National is accusing the Finance Minister Grant Robertson of sugar-coating the Government's economic numbers and taking a rose-tinted view of a "dreadful" and "catastrophic" future.
New Zealand First leader Winston Peters described today's Pre-Election Economic and Fiscal Update (Prefu) as a "wake-up call for New Zealanders".
The Treasury's numbers show that although the initial economic hit of Covid-19 wasn't as bad as initial expectations, in the longer-term New Zealand's economy will be worse off.
Unemployment is now expected to reach 7.8 per cent in March 2022 – in the Budget The Treasury expected a 10 per cent jobless number this month.
And short-term GDP growth, although expected to be the worst one-off drop in New Zealand's history, is expected to not be as bad as predicted in May's Budget.
But National said it's the longer term that is more important and, on those measures, New Zealand can expect a "longer and more painful economic crisis than earlier forecast".
"The Minister of Finance shouldn't try to sugar-coat these figures," National leader Judith Collins said.
Today's data showed that although not as bad in the short term, unemployment is expected to be higher for longer.
"He has taken a rose-tinted glasses view at a dreadful picture that cannot be described as anything other than catastrophic," Collins said.
And the numbers show the Jobseeker and emergency benefit is expected to jump from 180,000 now to 246,000 in 2024.
"Any short-term improvement on the Budget forecasts is far outweighed by the worsening picture past 2021," Collins said.

══════

* PROBLEM 1 *
Change "jobless" to "unemployment" in the article on the economic update, and give the passage between "Unemployment is now" and "higher for longer.", inclusive.
* PROBLEM 2 *
According to the article on the economic update, what unemployment rate is now expected for March 2022?
* PROBLEM 3 *
Resume the article on the economic update after its last sentence.
The listing has no connection to the article on the economic update.

Extracted records
══════

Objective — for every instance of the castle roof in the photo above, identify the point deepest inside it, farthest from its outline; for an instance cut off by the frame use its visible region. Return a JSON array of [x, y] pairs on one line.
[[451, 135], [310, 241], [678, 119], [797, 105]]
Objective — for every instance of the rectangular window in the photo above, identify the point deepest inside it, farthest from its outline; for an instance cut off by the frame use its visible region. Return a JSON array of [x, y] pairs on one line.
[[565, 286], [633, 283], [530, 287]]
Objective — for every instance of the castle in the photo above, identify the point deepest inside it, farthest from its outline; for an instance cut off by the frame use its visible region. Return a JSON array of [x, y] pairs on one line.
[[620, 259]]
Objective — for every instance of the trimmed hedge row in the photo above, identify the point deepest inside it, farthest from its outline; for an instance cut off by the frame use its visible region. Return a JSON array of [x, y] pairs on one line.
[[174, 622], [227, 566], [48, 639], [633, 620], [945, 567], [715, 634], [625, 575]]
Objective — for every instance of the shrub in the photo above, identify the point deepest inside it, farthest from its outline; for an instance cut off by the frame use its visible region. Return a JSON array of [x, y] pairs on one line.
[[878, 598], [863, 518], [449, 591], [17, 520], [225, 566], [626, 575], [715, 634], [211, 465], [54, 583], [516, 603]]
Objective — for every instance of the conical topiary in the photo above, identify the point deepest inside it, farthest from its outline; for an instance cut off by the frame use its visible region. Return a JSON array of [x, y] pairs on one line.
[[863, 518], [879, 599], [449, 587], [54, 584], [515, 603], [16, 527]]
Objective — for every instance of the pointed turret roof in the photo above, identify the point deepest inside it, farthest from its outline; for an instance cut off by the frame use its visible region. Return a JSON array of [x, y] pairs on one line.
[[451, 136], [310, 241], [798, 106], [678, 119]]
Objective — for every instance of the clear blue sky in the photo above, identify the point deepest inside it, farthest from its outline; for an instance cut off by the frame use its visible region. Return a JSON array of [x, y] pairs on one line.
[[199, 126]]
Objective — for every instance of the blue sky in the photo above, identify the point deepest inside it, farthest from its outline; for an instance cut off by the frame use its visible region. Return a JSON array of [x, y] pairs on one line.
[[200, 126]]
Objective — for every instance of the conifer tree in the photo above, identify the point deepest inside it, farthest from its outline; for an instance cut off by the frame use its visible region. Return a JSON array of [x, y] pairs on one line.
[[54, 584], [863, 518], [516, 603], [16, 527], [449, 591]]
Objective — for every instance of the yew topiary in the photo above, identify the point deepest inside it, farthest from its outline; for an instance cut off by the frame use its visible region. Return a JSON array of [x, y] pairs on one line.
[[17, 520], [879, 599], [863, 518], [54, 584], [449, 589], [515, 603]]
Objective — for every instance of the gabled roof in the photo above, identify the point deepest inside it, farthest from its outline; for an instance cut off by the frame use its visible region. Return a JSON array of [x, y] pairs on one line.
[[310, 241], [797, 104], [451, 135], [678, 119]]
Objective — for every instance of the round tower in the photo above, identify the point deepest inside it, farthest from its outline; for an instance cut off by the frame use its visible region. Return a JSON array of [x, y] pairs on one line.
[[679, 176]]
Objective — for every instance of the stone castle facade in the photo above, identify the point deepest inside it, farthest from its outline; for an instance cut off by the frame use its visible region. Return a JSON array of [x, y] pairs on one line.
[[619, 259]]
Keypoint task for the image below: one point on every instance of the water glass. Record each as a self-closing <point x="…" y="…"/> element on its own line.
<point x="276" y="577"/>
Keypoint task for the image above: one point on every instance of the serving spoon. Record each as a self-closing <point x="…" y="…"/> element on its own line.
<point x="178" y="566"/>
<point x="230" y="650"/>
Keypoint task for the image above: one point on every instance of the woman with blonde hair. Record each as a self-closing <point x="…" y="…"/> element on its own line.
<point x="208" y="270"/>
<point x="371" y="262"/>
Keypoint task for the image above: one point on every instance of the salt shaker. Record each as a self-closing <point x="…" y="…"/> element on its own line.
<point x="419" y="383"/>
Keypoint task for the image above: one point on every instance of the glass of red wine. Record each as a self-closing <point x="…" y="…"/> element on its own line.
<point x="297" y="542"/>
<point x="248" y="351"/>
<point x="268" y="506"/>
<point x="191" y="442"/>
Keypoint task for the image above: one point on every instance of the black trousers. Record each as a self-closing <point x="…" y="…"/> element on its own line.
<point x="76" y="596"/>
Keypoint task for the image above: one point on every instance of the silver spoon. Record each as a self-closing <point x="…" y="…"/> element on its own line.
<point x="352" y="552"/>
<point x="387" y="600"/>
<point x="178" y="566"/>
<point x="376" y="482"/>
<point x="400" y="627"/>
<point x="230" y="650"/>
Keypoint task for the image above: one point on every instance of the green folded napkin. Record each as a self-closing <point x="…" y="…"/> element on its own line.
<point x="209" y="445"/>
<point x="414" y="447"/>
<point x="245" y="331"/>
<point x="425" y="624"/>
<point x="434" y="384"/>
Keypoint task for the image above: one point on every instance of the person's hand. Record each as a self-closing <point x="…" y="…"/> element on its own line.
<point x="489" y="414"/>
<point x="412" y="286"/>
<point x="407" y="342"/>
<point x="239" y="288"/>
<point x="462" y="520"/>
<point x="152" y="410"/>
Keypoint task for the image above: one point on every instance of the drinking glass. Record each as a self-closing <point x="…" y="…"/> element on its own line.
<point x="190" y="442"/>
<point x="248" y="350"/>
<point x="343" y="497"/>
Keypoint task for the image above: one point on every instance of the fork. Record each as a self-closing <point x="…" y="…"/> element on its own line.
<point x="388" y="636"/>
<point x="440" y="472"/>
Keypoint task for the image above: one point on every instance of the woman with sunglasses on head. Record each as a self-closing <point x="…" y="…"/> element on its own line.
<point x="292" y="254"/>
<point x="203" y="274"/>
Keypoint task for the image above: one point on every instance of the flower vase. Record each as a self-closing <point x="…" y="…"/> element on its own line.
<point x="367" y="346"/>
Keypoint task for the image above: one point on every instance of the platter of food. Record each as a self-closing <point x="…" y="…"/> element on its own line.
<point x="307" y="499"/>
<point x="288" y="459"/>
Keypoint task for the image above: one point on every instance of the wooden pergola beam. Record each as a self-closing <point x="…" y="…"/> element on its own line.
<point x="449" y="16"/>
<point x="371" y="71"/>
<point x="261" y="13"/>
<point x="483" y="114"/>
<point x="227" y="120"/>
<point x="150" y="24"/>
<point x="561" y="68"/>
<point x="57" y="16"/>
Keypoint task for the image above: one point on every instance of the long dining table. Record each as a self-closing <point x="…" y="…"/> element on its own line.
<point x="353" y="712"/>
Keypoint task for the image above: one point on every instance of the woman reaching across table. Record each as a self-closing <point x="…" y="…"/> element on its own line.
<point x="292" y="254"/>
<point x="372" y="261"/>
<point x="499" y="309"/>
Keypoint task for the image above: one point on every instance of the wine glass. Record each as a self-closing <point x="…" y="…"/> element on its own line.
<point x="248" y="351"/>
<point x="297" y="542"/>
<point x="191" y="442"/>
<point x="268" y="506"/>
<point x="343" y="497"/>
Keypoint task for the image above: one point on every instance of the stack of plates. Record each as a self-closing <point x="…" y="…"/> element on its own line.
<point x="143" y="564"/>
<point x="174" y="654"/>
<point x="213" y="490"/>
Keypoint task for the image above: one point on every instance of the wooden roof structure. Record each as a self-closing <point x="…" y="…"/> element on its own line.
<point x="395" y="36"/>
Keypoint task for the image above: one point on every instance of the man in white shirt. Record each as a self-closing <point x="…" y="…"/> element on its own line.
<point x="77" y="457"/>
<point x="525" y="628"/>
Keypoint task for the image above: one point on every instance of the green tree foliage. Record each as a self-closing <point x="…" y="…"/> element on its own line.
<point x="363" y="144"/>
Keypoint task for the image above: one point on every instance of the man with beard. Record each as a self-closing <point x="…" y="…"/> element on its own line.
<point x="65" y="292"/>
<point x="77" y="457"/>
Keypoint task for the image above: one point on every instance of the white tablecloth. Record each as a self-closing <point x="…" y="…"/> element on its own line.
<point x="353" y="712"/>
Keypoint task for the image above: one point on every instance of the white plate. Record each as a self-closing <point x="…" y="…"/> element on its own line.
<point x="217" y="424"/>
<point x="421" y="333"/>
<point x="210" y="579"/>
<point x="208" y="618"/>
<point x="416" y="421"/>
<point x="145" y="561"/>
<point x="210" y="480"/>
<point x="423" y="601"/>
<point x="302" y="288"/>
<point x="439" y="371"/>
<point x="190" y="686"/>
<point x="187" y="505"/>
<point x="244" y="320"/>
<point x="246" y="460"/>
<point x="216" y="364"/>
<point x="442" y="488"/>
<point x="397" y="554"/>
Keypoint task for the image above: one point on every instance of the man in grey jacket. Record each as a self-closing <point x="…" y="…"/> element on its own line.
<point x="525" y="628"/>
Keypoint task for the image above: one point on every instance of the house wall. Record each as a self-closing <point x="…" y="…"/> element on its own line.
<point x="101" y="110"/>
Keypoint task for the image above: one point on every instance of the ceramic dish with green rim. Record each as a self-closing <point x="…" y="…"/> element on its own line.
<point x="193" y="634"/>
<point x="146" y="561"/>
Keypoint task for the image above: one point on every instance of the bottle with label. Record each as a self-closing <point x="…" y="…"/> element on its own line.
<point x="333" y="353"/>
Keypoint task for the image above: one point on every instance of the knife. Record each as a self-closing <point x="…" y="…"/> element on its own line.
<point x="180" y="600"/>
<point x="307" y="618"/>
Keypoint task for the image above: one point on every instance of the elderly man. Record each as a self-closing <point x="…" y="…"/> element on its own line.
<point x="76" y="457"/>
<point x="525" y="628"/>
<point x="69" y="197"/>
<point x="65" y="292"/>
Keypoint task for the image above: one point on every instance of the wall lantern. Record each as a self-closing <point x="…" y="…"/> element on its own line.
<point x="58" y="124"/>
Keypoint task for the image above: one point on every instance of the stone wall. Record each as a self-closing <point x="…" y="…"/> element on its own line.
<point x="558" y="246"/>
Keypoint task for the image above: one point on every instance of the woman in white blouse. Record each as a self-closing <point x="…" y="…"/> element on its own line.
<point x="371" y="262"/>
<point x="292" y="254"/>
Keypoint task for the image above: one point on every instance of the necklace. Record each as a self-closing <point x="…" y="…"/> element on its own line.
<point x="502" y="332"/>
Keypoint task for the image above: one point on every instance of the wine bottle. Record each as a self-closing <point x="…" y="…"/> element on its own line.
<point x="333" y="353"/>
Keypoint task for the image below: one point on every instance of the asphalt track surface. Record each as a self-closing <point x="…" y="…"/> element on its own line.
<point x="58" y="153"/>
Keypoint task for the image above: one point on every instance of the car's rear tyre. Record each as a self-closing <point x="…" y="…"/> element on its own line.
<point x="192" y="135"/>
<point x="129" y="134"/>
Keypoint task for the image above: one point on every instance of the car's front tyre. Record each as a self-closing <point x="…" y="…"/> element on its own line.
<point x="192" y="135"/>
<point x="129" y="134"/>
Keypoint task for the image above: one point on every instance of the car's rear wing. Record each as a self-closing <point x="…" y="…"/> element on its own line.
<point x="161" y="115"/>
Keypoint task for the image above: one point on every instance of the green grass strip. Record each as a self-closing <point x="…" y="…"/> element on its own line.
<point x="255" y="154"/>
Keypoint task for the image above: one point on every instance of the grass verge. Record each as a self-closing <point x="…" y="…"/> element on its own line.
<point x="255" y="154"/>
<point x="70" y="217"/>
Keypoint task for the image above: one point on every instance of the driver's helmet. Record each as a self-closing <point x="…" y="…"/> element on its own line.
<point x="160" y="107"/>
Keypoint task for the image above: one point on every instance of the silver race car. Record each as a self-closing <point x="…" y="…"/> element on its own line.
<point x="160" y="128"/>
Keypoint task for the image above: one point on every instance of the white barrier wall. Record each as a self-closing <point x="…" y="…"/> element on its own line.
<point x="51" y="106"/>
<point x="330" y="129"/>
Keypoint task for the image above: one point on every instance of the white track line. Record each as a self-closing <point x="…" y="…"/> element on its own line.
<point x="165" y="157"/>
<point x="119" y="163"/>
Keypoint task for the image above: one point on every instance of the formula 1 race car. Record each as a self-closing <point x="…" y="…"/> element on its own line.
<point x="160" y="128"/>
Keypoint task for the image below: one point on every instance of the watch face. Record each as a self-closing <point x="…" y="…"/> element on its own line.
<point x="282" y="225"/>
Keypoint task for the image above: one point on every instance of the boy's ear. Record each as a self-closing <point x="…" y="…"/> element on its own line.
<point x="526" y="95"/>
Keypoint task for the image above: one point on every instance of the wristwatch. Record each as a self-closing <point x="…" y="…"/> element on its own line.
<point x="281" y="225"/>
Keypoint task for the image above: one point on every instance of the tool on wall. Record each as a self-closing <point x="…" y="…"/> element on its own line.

══════

* WRITTEN ANSWER 1 *
Unemployment is now expected to reach 7.8 per cent in March 2022 – in the Budget The Treasury expected a 10 per cent unemployment number this month.
And short-term GDP growth, although expected to be the worst one-off drop in New Zealand's history, is expected to not be as bad as predicted in May's Budget.
But National said it's the longer term that is more important and, on those measures, New Zealand can expect a "longer and more painful economic crisis than earlier forecast".
"The Minister of Finance shouldn't try to sugar-coat these figures," National leader Judith Collins said.
Today's data showed that although not as bad in the short term, unemployment is expected to be higher for longer.

* WRITTEN ANSWER 2 *
7.8 per cent.

* WRITTEN ANSWER 3 *
Act leader David Seymour has a similar perspective, saying that in the long term, Prefu shows higher debt and unemployment, and lower economic growth, as compared with May's Budget.
"It's not good enough for us to kick the can down the road. We need an honest conversation now about our out-of-control spending and debt."
Peters, who was around the Cabinet table when all the Government's Covid-19 related spending decisions were made, said the data shows New Zealanders are facing a "serious economic crisis".
"Now is not the time for the gaudy campaign spending promises being made by some political parties," he said.
"Nor is it a time when the country can afford to experiment with inexperienced decision-makers around the Cabinet table."
He said parties on the left are making spending promises that the country can't afford while parties on the fragmented right have no plan at all.
"With unemployment expected to explode voters also need the insurance of a party like New Zealand First that is wholly focused on boosting economic growth to create jobs," Peter said.